Copy exactly the stretch of data below from the line with "Point out the lace cap sleeve in this photo." through the line with "Point out the footprint", including both of those lines.

(The data Opens)

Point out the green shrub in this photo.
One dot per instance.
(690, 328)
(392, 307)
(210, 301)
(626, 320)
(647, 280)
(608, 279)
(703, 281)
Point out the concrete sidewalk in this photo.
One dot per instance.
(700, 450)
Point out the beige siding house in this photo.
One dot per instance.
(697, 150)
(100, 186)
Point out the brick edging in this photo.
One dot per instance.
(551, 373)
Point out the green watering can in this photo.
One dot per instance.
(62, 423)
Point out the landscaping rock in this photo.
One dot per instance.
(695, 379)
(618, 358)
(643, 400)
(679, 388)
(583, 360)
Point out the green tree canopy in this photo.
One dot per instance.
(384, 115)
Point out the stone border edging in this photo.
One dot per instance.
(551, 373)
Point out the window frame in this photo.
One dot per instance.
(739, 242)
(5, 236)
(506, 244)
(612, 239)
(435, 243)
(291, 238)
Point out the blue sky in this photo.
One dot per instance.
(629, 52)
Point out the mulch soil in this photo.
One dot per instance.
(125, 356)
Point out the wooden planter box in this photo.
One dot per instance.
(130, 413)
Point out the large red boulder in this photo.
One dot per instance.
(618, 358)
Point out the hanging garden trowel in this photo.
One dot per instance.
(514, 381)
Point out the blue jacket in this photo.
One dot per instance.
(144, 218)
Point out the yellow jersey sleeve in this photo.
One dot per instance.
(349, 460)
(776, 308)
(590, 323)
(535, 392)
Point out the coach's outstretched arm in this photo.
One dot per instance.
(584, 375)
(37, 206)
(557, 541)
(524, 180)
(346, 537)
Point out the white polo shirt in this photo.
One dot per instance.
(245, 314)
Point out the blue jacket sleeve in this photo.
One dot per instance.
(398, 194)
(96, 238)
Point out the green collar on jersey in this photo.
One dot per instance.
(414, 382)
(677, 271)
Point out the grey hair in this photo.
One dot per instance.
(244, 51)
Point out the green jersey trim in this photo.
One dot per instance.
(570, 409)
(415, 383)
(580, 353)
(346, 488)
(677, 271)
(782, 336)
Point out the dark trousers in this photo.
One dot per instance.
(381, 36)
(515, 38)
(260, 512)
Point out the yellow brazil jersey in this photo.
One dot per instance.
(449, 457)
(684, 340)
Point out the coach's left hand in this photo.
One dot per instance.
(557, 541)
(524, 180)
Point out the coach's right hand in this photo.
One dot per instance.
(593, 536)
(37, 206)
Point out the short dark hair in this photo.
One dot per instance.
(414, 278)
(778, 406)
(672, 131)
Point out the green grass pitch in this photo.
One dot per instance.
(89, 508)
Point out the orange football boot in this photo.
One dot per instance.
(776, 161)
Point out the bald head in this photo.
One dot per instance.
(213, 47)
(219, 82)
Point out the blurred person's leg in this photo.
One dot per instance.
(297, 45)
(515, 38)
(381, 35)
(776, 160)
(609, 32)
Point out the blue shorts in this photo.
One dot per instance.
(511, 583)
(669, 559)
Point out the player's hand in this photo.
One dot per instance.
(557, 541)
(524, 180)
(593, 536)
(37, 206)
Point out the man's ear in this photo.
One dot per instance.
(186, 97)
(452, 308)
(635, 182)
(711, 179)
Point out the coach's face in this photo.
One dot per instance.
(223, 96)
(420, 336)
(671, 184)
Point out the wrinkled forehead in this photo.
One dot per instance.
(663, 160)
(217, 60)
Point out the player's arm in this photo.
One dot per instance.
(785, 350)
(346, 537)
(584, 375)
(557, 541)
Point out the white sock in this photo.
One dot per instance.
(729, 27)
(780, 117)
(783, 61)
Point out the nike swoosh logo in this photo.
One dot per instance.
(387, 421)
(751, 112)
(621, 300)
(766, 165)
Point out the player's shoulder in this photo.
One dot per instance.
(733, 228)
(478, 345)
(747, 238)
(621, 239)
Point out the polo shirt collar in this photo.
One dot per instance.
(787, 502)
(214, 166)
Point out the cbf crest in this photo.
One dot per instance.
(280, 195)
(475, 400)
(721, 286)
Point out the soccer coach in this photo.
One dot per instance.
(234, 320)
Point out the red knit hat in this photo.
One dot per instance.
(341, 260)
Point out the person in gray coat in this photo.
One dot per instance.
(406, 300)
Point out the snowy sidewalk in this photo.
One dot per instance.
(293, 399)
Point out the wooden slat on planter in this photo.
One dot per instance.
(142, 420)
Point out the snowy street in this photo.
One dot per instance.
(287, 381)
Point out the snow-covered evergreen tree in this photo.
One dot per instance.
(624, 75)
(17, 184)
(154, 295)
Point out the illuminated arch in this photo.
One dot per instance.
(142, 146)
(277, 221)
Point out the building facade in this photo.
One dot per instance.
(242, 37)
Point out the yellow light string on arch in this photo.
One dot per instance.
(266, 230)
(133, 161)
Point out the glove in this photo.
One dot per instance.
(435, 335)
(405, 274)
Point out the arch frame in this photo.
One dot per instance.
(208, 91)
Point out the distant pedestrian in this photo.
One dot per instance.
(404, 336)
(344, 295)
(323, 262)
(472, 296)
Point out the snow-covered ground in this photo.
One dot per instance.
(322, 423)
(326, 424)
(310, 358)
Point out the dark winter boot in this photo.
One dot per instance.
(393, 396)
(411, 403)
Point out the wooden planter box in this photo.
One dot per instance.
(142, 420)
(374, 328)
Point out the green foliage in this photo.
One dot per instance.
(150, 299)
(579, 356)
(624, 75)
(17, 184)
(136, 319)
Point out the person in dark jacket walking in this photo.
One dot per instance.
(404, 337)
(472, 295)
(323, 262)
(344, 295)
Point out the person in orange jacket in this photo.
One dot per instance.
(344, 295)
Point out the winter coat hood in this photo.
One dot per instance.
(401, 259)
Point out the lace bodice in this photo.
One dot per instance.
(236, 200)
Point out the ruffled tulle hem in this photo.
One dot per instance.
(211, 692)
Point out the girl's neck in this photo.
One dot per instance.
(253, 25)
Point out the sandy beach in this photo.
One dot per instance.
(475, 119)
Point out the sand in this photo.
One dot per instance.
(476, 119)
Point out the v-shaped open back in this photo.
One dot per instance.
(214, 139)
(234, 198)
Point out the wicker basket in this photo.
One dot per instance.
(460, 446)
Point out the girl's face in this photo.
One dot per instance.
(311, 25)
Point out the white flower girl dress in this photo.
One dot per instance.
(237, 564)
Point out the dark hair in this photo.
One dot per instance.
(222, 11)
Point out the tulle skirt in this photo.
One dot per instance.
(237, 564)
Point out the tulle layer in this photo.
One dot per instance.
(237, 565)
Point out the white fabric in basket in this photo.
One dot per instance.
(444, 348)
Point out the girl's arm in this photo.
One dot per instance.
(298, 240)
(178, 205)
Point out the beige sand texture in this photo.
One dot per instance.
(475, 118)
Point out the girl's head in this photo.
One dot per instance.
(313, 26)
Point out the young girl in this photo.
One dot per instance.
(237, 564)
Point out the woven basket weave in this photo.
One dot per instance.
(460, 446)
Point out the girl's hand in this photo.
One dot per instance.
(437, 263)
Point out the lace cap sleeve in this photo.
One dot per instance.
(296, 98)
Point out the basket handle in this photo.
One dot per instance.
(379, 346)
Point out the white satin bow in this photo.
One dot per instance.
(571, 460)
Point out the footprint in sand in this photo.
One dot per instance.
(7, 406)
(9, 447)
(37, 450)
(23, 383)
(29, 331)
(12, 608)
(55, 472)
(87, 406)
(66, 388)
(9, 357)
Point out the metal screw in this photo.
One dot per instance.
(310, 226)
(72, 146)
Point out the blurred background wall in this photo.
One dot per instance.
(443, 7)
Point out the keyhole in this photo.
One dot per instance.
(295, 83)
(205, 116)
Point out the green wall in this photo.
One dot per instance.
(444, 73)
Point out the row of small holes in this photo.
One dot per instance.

(The data Closes)

### Answer for the task
Point out the lace cap sleeve in this photo.
One dot per instance.
(296, 98)
Point out the basket handle in this photo.
One dot per instance.
(379, 346)
Point out the white satin bow in this photo.
One dot per instance.
(571, 460)
Point out the footprint in sand in this photo.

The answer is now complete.